Aim of the exercise =
Write out the lines again, starting with the one containing "Objective: locate each instance of the female" and going on through the one containing "(1003, 441)". Switch "female runner" to "male runner" and leave everything else unchanged.

Entries provided =
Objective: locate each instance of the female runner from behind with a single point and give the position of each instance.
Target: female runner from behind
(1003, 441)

==

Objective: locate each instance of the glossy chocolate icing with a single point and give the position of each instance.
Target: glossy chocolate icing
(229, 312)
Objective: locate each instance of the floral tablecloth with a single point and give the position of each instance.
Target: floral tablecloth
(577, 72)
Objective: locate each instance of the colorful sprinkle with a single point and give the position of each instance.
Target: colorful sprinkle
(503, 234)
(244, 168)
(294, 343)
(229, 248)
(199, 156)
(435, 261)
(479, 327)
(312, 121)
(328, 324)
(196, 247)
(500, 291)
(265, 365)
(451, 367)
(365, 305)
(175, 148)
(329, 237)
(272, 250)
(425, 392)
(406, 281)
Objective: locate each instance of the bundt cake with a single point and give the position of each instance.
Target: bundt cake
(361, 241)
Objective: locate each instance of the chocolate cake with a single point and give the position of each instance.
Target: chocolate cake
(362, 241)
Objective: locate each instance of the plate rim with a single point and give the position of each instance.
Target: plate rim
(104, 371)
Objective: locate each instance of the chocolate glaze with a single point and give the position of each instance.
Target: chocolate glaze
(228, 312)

---

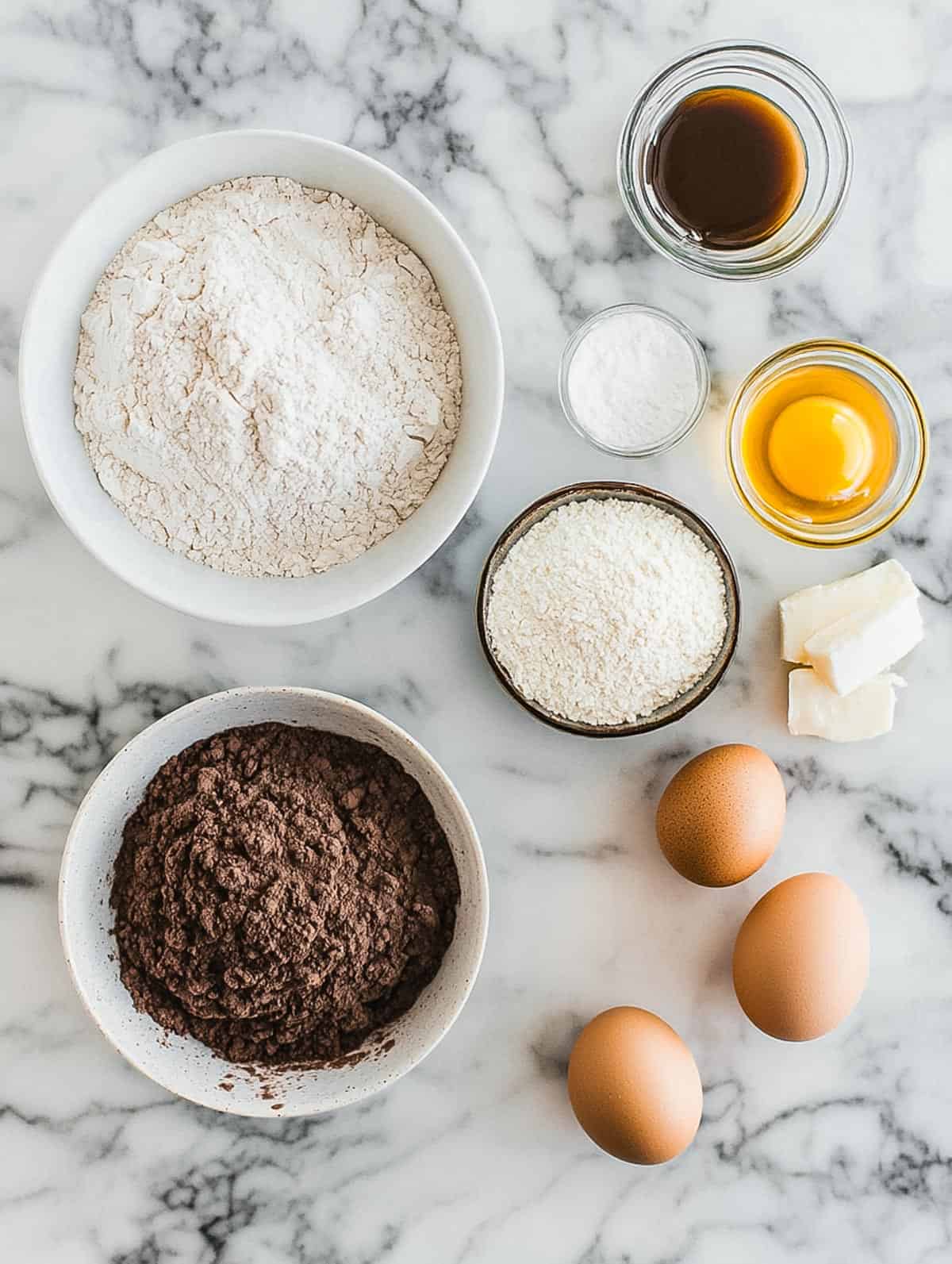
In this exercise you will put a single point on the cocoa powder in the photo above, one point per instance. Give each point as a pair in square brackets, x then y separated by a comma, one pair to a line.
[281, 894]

Answer to the task =
Objective: locate each instance of the male runner from behind with a single point and give the position of each instance.
Target: male runner from behind
(1003, 441)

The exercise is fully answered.